Exercise requirements → Arrange the lines of the material below as a Markdown table with the columns Row and Line, starting at the first line and ending at the line that contains "72L282 81L266 88L272", both included. Leave out any blank lines.

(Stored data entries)
====
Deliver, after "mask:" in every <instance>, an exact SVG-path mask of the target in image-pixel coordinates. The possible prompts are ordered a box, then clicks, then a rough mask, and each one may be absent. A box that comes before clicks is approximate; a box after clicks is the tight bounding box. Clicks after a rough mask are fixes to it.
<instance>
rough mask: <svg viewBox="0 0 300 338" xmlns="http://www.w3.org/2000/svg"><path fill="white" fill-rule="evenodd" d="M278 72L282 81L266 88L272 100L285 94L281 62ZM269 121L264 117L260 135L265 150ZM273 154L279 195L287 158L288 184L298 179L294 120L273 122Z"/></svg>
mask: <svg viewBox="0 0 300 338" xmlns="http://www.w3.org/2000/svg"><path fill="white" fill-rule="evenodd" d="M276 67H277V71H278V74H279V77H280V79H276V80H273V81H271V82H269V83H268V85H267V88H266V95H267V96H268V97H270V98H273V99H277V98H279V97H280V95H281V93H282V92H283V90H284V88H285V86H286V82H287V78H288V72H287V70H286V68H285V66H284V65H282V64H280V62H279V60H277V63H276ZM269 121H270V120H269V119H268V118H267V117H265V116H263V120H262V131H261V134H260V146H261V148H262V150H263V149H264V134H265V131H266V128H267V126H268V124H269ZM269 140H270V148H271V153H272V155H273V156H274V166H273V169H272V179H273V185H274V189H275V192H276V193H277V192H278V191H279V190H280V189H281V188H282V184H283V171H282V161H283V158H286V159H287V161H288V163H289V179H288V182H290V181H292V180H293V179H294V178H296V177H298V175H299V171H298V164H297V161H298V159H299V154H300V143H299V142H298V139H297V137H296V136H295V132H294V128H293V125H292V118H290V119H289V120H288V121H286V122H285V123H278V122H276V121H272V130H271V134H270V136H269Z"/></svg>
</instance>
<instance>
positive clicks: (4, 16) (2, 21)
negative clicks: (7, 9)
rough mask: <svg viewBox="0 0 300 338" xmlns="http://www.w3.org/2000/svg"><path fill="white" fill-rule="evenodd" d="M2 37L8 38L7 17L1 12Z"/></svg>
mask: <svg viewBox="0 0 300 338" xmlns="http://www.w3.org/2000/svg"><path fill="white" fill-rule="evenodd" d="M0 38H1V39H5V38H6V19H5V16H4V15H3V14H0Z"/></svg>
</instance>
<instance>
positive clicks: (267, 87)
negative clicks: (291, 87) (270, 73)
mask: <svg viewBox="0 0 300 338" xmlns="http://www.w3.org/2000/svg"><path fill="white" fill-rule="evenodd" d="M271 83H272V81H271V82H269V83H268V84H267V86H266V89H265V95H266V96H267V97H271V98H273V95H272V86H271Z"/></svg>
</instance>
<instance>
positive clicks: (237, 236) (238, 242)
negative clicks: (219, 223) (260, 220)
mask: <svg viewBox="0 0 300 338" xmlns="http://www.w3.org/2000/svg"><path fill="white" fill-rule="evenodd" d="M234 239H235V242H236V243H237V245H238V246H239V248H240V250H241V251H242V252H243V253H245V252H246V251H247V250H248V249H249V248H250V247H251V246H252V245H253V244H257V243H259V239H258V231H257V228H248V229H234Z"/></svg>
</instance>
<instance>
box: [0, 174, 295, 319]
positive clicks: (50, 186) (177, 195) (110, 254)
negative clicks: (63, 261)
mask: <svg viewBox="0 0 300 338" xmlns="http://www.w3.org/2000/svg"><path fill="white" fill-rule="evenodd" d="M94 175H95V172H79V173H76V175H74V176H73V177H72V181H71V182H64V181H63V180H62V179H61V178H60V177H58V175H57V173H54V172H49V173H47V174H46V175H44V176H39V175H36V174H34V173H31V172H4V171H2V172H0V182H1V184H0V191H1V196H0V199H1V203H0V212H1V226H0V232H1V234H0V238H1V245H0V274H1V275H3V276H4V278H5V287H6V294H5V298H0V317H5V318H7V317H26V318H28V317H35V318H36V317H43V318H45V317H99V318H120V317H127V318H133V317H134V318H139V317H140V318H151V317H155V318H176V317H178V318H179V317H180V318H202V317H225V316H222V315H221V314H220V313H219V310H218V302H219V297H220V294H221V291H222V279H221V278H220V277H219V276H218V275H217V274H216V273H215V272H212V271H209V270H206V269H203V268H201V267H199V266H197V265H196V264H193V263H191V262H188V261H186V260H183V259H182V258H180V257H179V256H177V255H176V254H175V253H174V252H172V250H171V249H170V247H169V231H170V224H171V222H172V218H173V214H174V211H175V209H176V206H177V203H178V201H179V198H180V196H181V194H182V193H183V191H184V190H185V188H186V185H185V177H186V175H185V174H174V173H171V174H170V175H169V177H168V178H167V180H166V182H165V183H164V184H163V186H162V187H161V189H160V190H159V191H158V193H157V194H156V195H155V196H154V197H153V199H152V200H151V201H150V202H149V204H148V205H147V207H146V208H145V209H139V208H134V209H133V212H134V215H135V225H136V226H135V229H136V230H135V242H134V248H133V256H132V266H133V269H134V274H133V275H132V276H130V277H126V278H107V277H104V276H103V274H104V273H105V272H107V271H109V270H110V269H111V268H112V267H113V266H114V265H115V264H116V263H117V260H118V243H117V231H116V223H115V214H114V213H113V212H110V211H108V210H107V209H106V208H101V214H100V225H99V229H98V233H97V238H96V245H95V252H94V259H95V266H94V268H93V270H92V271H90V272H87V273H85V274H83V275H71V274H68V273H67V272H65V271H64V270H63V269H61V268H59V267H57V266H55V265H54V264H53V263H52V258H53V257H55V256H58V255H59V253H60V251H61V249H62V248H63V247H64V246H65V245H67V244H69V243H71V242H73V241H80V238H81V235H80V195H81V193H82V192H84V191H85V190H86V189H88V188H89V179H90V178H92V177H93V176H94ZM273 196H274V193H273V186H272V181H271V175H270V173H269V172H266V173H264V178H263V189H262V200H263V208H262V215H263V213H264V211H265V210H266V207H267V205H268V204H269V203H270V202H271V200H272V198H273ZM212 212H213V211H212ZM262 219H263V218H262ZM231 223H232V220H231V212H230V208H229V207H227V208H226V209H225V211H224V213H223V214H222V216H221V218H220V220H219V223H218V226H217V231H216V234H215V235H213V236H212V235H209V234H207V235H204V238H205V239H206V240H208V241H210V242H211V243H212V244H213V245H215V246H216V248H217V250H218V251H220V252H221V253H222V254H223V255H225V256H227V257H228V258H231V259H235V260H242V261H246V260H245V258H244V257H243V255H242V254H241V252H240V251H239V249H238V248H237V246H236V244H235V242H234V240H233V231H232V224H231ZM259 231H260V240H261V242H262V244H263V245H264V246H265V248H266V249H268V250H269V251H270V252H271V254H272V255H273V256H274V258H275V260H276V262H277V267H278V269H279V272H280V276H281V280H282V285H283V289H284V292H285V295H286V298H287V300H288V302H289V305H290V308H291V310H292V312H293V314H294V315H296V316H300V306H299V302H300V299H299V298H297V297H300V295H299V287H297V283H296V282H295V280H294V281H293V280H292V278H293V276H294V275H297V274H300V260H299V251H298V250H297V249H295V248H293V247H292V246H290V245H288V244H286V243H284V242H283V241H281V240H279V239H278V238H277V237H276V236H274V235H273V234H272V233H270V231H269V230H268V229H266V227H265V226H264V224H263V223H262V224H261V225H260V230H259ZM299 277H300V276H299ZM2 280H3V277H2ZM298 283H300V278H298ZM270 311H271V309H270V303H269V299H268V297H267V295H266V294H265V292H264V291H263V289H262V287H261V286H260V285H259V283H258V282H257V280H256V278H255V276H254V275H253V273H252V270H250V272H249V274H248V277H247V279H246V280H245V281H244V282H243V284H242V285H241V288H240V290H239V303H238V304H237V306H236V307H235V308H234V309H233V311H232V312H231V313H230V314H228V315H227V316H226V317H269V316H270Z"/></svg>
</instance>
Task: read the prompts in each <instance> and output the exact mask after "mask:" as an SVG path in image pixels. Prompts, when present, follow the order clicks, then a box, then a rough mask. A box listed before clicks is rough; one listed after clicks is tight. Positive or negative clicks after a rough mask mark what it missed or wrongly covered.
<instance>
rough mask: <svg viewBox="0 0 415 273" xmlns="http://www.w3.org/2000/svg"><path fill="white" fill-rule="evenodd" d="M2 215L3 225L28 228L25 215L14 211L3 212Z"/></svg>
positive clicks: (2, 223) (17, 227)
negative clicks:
====
Solution to the problem →
| Row | Line |
|---|---|
| 1 | Deliver, after "mask:" in every <instance>, an exact SVG-path mask of the target in image-pixel coordinates. The possible prompts are ordered a box, then clicks, then a rough mask, and each one may be absent. A box that comes before clicks is approximate; a box after clicks is the tight bounding box. Clicks after a rough mask are fixes to it. |
| 2 | <instance> |
| 3 | rough mask: <svg viewBox="0 0 300 338" xmlns="http://www.w3.org/2000/svg"><path fill="white" fill-rule="evenodd" d="M278 72L282 81L266 88L272 100L285 94L281 62ZM269 121L264 117L260 135L265 150ZM273 154L279 195L287 158L288 184L298 179L294 120L273 122Z"/></svg> |